=== Supplied records ===
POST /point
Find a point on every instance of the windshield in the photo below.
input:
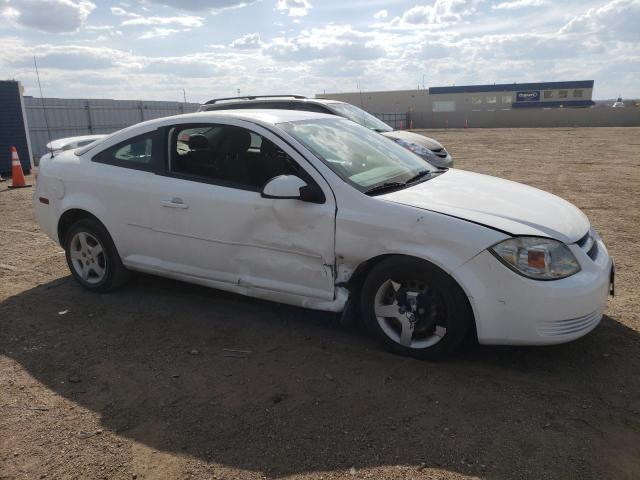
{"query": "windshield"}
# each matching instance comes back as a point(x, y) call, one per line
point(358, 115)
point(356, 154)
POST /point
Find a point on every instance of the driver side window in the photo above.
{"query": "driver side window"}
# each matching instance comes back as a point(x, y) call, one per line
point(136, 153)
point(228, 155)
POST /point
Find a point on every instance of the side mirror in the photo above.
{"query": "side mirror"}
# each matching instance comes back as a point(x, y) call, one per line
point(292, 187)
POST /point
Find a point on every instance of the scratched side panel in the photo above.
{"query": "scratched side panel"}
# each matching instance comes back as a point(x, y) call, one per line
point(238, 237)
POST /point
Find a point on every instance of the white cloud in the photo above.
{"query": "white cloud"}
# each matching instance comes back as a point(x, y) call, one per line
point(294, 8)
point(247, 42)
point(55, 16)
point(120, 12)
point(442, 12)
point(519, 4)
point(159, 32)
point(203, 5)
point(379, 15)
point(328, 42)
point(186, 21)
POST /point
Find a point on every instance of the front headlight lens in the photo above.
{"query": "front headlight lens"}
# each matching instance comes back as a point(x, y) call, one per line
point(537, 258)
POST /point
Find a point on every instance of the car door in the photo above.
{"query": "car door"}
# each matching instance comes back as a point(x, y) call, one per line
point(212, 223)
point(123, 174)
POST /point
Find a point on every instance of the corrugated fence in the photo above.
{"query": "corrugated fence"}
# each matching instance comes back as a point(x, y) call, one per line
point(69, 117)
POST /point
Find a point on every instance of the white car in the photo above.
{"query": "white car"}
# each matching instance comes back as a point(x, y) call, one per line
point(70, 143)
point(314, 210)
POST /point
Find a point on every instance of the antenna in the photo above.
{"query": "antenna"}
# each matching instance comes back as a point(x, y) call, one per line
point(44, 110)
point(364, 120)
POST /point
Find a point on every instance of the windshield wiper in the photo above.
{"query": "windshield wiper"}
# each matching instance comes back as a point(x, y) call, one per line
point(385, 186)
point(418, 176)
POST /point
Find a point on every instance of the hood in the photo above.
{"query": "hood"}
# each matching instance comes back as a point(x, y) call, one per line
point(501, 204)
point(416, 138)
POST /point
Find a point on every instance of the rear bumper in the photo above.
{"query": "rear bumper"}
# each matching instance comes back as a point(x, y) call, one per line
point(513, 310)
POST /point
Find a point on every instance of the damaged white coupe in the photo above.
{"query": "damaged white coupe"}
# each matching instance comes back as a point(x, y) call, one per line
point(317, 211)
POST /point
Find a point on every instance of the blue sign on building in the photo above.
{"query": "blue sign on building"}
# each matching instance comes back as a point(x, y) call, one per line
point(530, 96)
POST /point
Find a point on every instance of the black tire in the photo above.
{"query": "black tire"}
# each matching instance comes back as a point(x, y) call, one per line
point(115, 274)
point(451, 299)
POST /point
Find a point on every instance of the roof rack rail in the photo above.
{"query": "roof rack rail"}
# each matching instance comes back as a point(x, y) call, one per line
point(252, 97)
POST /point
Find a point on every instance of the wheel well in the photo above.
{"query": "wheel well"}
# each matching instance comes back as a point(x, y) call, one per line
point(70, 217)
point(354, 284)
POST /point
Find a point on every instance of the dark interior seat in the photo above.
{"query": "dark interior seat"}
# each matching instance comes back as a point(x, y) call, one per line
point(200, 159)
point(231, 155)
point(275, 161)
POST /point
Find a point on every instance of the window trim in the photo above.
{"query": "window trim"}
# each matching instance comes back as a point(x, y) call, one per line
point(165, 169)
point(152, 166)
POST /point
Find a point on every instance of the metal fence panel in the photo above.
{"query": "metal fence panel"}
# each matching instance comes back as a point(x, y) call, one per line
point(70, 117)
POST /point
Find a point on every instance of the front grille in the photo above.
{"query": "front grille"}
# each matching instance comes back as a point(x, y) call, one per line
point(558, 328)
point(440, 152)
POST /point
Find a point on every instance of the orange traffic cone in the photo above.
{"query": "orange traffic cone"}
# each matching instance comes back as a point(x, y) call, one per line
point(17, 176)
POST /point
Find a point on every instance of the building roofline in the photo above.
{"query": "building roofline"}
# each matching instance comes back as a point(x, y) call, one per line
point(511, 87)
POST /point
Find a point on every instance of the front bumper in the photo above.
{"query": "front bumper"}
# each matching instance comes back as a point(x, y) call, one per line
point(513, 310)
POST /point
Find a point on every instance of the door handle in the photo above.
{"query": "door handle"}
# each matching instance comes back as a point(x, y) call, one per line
===
Exercise directions →
Report each line in the entries where the string "mirror" occurs.

Answer for the task →
Find a point on every instance of the side mirror in the photo above.
{"query": "side mirror"}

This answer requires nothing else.